*** Records for this exercise ***

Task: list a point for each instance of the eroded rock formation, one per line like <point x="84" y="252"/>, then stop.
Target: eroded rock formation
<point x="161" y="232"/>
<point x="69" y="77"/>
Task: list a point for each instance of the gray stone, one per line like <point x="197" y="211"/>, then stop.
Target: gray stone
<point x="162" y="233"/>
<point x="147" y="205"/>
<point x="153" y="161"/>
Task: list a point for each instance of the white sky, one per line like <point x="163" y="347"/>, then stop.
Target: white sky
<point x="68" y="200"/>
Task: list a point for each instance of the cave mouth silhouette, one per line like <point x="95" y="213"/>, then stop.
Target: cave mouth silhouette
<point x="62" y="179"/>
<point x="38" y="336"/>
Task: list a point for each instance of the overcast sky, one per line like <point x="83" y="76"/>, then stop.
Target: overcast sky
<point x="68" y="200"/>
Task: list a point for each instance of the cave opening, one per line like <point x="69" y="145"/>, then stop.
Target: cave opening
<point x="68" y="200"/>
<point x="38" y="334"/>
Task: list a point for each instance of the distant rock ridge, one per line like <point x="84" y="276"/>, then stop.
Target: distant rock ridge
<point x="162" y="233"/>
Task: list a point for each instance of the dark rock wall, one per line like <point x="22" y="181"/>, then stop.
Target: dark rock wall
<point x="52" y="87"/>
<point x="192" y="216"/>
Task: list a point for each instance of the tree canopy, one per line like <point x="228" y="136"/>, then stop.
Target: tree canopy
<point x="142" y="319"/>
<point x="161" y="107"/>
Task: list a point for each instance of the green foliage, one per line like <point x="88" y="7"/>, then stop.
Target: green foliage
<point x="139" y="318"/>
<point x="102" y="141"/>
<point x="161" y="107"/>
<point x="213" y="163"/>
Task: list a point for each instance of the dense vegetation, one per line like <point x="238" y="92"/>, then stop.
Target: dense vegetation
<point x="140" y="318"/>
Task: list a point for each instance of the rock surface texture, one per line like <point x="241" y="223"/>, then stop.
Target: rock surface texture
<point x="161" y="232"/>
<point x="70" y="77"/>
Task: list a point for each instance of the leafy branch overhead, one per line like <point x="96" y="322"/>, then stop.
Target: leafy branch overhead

***

**Brief**
Find "Target: overcast sky" in the records. Copy its line and every line after it, exactly, through the last one.

**Solution**
Target: overcast sky
<point x="68" y="200"/>
Task: list a point for each instance of the cave opening, one per line like <point x="69" y="145"/>, then stop.
Target: cave opening
<point x="68" y="200"/>
<point x="38" y="334"/>
Task: list a point for each instance of the distant rock ridge, one per line like <point x="84" y="276"/>, then stop.
Target: distant rock ridge
<point x="162" y="233"/>
Task: list a point for each instance of the dark rock wall, one per line like <point x="22" y="181"/>, then stop.
Target: dark rock wall
<point x="52" y="87"/>
<point x="192" y="216"/>
Task: list a point for each instance of the tree canopy, one per line like <point x="228" y="136"/>, then stop.
Target: tree canopy
<point x="142" y="319"/>
<point x="161" y="107"/>
Task: list a point for each instance of the green foliage, one per line like <point x="88" y="7"/>, then stop.
Target: green foliage
<point x="139" y="318"/>
<point x="102" y="141"/>
<point x="161" y="107"/>
<point x="213" y="163"/>
Task: list a point for each instance of the dense vegetation, one per line like <point x="238" y="92"/>, then stop.
Target: dense vegetation
<point x="140" y="318"/>
Task: list a point for each instance of the rock surface texture, one per line like <point x="241" y="223"/>, then stop.
Target: rock surface texture
<point x="161" y="232"/>
<point x="70" y="77"/>
Task: list a point for each instance of the leafy branch overhead, one per line like <point x="96" y="322"/>, then stop.
Target: leafy branch overhead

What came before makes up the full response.